Problem to solve: The full listing, copied exactly and free of pictures, is the expected reply.

Source data:
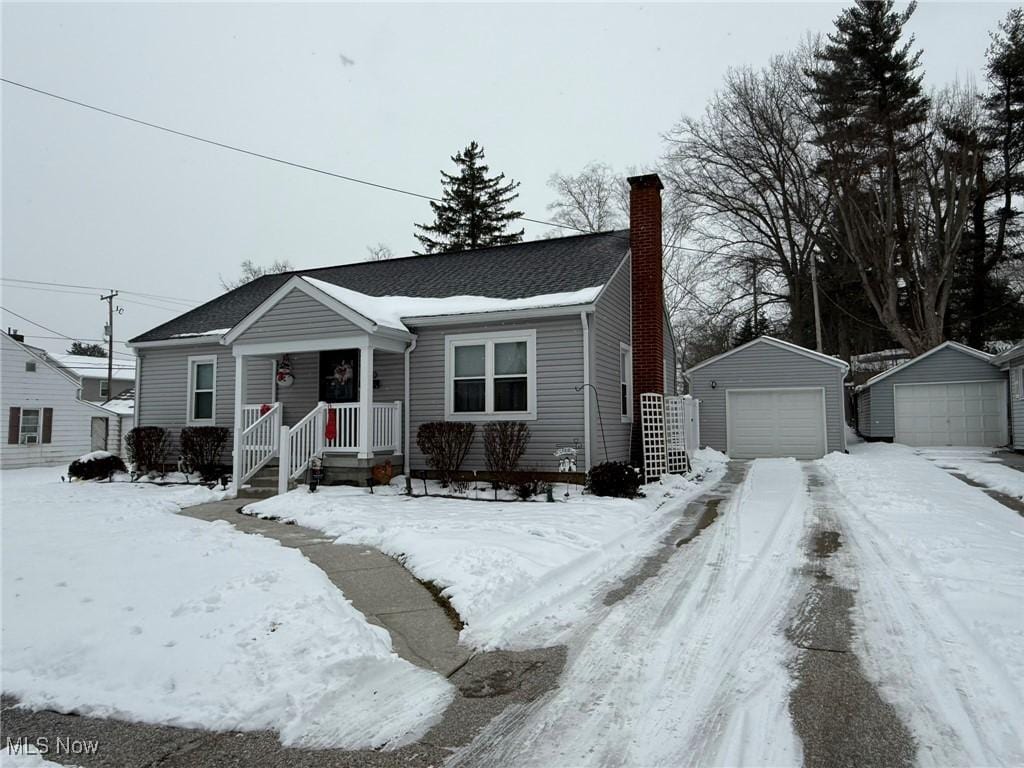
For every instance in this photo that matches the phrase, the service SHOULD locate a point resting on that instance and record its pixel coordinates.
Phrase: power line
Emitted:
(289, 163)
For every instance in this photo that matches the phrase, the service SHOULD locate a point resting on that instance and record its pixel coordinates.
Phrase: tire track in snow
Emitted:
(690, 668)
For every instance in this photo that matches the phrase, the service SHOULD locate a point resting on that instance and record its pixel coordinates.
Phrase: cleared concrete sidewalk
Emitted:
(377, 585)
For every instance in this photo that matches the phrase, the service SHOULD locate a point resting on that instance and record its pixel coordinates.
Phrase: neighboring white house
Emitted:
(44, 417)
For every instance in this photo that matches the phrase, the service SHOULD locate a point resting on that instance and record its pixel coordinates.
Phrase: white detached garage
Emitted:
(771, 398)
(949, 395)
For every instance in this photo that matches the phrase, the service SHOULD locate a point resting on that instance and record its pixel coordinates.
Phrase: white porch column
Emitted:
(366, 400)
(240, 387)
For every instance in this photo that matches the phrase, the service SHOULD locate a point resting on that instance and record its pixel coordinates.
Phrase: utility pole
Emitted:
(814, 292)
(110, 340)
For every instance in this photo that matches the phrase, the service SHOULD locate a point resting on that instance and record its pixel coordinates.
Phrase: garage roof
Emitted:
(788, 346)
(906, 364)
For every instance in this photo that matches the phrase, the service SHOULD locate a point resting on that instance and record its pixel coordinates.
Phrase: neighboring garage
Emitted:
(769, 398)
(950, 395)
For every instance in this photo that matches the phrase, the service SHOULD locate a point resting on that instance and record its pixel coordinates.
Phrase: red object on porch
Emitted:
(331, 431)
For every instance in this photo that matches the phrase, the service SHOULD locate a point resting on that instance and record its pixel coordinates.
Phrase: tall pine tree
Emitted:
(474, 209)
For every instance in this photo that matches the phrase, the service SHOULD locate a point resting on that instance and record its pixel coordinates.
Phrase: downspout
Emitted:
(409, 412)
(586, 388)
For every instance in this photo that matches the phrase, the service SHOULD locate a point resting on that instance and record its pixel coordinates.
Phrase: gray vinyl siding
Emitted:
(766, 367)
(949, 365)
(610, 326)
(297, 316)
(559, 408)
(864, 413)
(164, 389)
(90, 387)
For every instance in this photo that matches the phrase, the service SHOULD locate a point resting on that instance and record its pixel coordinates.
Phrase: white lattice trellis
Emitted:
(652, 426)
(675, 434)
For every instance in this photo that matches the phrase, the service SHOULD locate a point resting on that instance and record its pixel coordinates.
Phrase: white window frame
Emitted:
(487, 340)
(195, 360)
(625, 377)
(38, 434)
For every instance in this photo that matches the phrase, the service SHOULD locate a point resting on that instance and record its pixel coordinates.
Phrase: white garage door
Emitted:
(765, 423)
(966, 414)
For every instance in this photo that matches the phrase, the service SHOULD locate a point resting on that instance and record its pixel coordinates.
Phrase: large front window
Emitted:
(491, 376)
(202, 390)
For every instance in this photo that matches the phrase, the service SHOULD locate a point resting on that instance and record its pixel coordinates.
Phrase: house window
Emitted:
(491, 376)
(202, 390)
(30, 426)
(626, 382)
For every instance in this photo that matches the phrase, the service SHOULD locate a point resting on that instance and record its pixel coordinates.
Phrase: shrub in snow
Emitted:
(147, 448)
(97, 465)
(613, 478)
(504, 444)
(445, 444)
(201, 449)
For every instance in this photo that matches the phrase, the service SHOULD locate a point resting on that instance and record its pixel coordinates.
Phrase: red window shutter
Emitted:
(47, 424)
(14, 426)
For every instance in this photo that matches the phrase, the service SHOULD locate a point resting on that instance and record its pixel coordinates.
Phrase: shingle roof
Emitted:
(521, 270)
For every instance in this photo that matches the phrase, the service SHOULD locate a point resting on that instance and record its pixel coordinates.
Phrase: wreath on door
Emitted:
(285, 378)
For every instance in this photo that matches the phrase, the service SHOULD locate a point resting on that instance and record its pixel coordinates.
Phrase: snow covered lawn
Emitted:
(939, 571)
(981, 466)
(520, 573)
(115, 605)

Written solution:
For every instance in this photo that matches the phrase, the service SHOULD locate a point resting on that instance and record its pixel coordinates.
Phrase: power line
Emitted:
(289, 163)
For every instance in this photo that matches the phrase, the service SHOULD locate a point resting on that instance and record its pixel coordinates.
Phrase: tire track in snow
Emitted:
(690, 668)
For every instance in this photo that matches the phrase, the service SHOULD locate a point resting on that instance and record its pixel coordinates.
Phrase: cleared concrete sidewalk
Emitted:
(377, 585)
For every instance in this photo that matches the phrase, the service SHOULD locate a point resting on that instance and record its pixel coordinates.
Phrase: neighboring white house
Emitted:
(44, 417)
For every instance in this photo that matches the phrase, the service SHOULD locate a point resting on that instance and record its pixel coordinates.
Phrase: white detached garage
Emitted:
(771, 398)
(949, 395)
For every instance in this photo that matches the phrase, the service SHOULD locate a point resting on that instance and record its pixel coordinates.
Phrase: white porch column
Emitted:
(366, 400)
(240, 387)
For every instance in this photo that matches the phrase, the service SHOULD locate a point resting on that instance and record its pixel coordinates.
Phrase: utility pole
Emitted:
(814, 292)
(110, 340)
For every instance in this photo that matches the phrase, the service SHOULD locate a point resting on that instance and record its pixel coordinates.
Phrase: garage roof
Emitted:
(788, 346)
(906, 364)
For every instance in this photo that matches the phrase, the service SHOULD locate a point resting on that instance and record its pixel coordinates.
Phrase: neighboring garage
Emitted:
(769, 398)
(950, 395)
For every instance in this photo that matches the phrase, the service SHOULD locate a point resting on that instance and record its pixel coordinates.
Phrase: red object on porch
Emitted:
(331, 431)
For every instance in this photo that matches the phrase, the service SHOULD locate a point resting on that instance and record its pixel coordinates.
Phrase: tall pine tree
Emitted:
(474, 209)
For every instance in this photo that matches the phrase, the service SHOULD locate a point resting on that instance and record its pixel coordinates.
Phrase: downspout
Emitted:
(409, 412)
(586, 388)
For every instance in this photo that matches the phrase, the service SHOULD locate a point resting on that instance and record its pixel coordinates.
Phrase: gray vinyl siding
Emitted:
(766, 367)
(949, 365)
(610, 326)
(297, 316)
(559, 408)
(864, 413)
(164, 389)
(90, 387)
For every instance in this photo that matches the phrase, the service SHOULD locate a point resting on that instance and record its pixel coordinates.
Phrase: white lattice trellis
Emitted:
(652, 426)
(675, 434)
For every instance in this photo that matches the phrase, the service SHOULD locate a point resting on that instance and record its pixel coordinates.
Phrase: white window frame
Emitted:
(487, 340)
(195, 360)
(625, 377)
(38, 434)
For every instance in this photo that matches the phrase, the service SHOULD locate a point resting on that instance and record its pixel coordinates.
Phrase: white garage door
Emitted:
(765, 423)
(966, 414)
For every instance in this photo that matches the phrase, the service SHOULD locate a point resting on that instance and record its pixel coordinates.
Phrase: large front window
Emitted:
(491, 376)
(202, 390)
For every instance in this photo that matches the phrase, the service SHOULD locate a point resting on that instance and record its pixel coordinates.
Phrase: house window
Emitted:
(491, 376)
(202, 390)
(30, 426)
(626, 382)
For every instance in this photo that matches the phrase, the service SHOULD locate a point resting on that instance and record its pixel coordinates.
Phrase: shrub in snow
Emitted:
(147, 448)
(97, 465)
(613, 478)
(504, 444)
(445, 444)
(201, 449)
For every instance in this photo that matches the phrase, the service SHOULD locate a point resting on that instance and record its pixel coordinates.
Phrase: red window shutter
Emitted:
(47, 424)
(14, 426)
For every instance in this photo that matches the phrase, the service SHOULD locate a point resting on that instance and record its pixel coordinates.
Phrase: shingle roof
Emitted:
(521, 270)
For every instance in this photo that matches the phrase, the service SHOULD locate a point resting on that instance and record its pixel coordinates.
Phrase: wreath on door
Emitted:
(285, 378)
For every instance in this photo that matches the phrase, the service SHOULD locate a point resting on that instance and record its pixel coordinates.
Phrase: snow covered lawn
Emitted:
(939, 571)
(981, 466)
(520, 573)
(115, 605)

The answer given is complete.